■ Records shown:
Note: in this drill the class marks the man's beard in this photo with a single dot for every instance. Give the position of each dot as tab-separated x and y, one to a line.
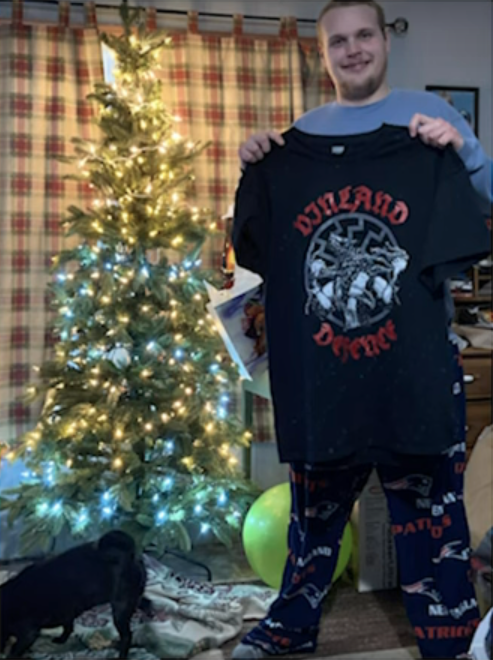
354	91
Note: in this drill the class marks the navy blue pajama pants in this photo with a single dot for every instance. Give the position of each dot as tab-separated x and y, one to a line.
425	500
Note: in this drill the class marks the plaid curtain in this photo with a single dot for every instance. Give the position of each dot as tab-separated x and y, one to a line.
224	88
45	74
* * *
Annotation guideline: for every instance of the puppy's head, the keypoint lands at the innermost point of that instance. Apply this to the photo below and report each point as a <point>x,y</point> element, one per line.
==
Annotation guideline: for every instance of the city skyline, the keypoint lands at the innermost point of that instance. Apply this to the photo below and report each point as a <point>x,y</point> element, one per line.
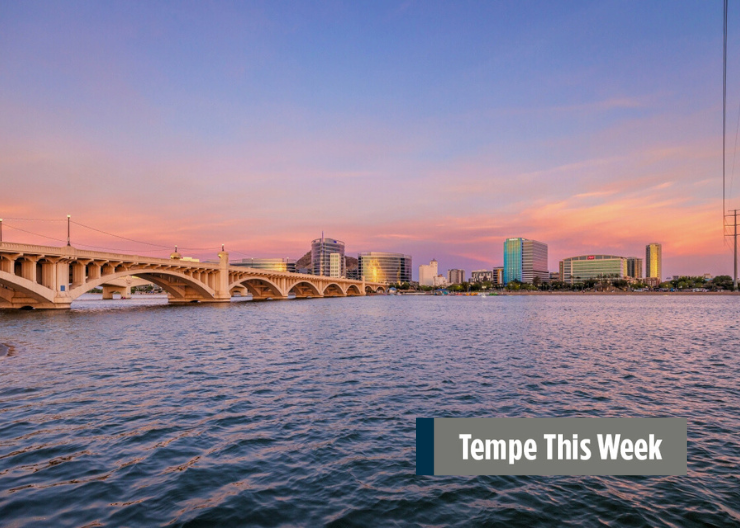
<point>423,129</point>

■ Task brief:
Rewrite the stretch of the material from the line containing "Annotation guideline: for every instance of the city" through the line containing "<point>423,129</point>", replacing "skyline" with "harbor" and keeping everything else the same. Omit the pictures.

■ Worked solution:
Annotation guideline: for every instance of the city harbor, the keypoint lands at the innermost point of that instance. Apply this to the photo below and report each point as a <point>x,y</point> element, one per line.
<point>423,129</point>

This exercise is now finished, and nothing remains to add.